### EXTRACT

━━━━

GRGR(6) - section 8 (#3)
Terrance F. Flaherty
Lycidas at worldnet.att.net
Thu Jul 29 00:01:18 CDT 1999
Paul Mackin wrote:
> On Wed, 28 Jul 1999, Terrance F. Flaherty wrote:
>
> > Weisenburger (though I think his GRC a great companion) is dead wrong. There
> > are no proleptic and analeptic jump cuts. Pynchon follows his mentor
> > Melville--and specifically, Melville's "The Confidence Man." Pynchon can count
> > and so can Melville. April fools. Here comes the rocket or chamber pot.
>
> Well, in a way, analepsis and prolepsis are only a convenience (not to
> say a crutch or crutchfield), to help us poor neurologically deficient
> mortals in securing some foothold in a multi-dimensionally undefined
> p-universe. In the end, time judgements are largely irrelevant.
>
> P.

━━━━

### GIVEN PROBLEM 1
In the Pynchon post, transcribe everything from "GRGR(6) - section" down to "or chamber pot.".
### GIVEN PROBLEM 2
Write the next part of the mailing-list post on Pynchon and Melville, continuing from where it stops.

### EXTRACTED RECORDS
━━━━

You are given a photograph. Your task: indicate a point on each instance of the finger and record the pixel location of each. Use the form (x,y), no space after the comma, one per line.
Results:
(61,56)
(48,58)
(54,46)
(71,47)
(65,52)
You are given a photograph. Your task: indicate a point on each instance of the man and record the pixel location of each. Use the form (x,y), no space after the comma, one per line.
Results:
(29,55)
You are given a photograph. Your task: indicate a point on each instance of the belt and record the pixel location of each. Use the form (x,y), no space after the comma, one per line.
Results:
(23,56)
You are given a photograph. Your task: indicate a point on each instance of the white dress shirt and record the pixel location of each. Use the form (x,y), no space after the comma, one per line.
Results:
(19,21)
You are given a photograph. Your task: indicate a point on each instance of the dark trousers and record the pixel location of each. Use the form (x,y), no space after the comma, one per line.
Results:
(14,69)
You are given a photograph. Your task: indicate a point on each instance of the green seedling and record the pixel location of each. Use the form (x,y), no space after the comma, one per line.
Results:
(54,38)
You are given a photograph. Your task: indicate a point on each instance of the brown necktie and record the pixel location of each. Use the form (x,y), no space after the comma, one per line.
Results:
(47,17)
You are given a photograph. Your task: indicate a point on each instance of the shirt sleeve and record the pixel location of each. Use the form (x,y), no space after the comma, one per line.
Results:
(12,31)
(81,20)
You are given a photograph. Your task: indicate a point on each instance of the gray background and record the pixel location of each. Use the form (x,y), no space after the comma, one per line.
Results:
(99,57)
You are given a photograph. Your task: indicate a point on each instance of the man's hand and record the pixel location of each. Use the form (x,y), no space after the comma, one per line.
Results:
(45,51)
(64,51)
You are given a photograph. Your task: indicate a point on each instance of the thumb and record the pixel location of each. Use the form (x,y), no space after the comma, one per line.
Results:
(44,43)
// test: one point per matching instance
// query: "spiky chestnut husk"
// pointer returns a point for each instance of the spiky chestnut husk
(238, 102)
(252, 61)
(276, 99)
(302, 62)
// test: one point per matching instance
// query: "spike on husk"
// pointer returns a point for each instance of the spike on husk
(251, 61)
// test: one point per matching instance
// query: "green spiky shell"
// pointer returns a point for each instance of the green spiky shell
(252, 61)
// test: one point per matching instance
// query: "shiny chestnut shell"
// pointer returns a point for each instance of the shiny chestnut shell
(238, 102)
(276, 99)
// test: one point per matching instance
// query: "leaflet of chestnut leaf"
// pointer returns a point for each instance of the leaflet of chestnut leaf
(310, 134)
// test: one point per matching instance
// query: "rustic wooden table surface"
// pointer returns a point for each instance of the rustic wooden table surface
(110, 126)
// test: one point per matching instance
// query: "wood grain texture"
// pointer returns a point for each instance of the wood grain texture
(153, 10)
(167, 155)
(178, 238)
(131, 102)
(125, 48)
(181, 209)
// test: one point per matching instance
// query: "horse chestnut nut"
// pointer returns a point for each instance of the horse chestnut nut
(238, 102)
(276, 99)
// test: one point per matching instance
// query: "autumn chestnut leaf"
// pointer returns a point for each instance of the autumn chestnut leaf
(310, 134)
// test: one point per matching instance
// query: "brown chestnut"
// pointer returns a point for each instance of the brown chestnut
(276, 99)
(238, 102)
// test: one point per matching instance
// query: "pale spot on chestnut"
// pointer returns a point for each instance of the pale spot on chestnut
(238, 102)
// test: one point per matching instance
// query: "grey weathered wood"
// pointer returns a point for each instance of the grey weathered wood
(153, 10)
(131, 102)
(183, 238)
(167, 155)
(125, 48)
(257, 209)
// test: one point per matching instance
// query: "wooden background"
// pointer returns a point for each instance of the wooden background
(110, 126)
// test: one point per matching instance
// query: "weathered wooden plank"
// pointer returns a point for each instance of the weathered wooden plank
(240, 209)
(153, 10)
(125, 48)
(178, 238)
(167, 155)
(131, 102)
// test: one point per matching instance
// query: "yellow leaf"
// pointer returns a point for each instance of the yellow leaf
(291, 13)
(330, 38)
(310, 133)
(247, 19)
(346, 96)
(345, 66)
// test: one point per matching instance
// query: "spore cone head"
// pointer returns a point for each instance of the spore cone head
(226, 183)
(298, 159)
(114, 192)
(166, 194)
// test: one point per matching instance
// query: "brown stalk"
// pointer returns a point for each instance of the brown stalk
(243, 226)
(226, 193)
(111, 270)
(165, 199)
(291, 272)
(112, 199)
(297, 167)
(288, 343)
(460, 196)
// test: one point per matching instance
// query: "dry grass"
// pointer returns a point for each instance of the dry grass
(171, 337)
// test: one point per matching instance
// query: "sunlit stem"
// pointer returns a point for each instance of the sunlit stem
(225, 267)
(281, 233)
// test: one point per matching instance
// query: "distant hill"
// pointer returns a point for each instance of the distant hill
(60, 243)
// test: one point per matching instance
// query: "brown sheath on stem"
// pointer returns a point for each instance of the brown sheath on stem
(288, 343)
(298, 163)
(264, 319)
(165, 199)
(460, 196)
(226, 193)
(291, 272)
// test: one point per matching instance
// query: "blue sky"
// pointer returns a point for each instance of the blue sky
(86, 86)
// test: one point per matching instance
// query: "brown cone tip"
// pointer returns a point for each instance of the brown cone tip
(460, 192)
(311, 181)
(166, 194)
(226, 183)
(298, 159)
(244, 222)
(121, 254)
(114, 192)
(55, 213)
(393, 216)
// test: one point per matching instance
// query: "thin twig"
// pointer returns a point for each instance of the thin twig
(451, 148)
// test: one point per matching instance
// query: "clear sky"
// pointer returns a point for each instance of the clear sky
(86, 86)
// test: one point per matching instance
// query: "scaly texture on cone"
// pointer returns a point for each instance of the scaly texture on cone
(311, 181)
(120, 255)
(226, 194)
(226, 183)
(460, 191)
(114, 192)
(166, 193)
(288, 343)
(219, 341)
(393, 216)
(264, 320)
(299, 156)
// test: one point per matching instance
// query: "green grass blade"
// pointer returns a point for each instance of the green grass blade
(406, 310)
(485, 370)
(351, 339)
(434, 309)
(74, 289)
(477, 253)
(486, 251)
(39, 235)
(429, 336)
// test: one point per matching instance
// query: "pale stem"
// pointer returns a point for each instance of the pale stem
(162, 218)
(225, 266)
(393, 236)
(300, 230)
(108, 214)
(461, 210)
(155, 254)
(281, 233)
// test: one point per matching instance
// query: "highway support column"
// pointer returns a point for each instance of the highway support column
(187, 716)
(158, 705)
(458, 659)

━━━━

### FINAL ANSWER 1
GRGR(6) - section 8 (#3)
Terrance F. Flaherty
Lycidas at worldnet.att.net
Thu Jul 29 00:01:18 CDT 1999
Paul Mackin wrote:
> On Wed, 28 Jul 1999, Terrance F. Flaherty wrote:
>
> > Weisenburger (though I think his GRC a great companion) is dead wrong. There
> > are no proleptic and analeptic jump cuts. Pynchon follows his mentor
> > Melville--and specifically, Melville's "The Confidence Man." Pynchon can count
> > and so can Melville. April fools. Here comes the rocket or chamber pot.

### FINAL ANSWER 2
As I said Weisenburger's Companion is great. Fowler's is great too. Weisenburger
page 11:
"The literary precursors of this design, at least those that come directly to mind,
are Joyce's Ulysses and Melville's great satire, The Confidence Man. Both involve
cyclical plots unfolding over exactly three- fourths of a solar day. Gravitys
Rainbow unfolds over nine months, three-fourths of a solar year. And like Melville,
Pynchon sets the decisive action of his book, the firing of the rocket 00000, on
easter/April Fool's. As in the Confidence Man, this one detail hopelessly
equivocates any theme of salvation."
The one detail that Weisenburger says "hopelessly equivocates any theme of
salvation" is Melville's coffin of MD become chamber pot at the end of Confidence
Man.
We now have the benefit of reading GR with Weisenburger, Fowler and additional
scholarship, not available to Weisenburger and Fowler. Weisenburger's convenience is
a misreading. He attempt to account for what he deems to be Pynchon's errors and
mistakes, while at the same time noting Pynchon's near obsession for accurate and
minute detail. If Pynchon is following Joyce and Melville and I think he is, his
universe is not undefined.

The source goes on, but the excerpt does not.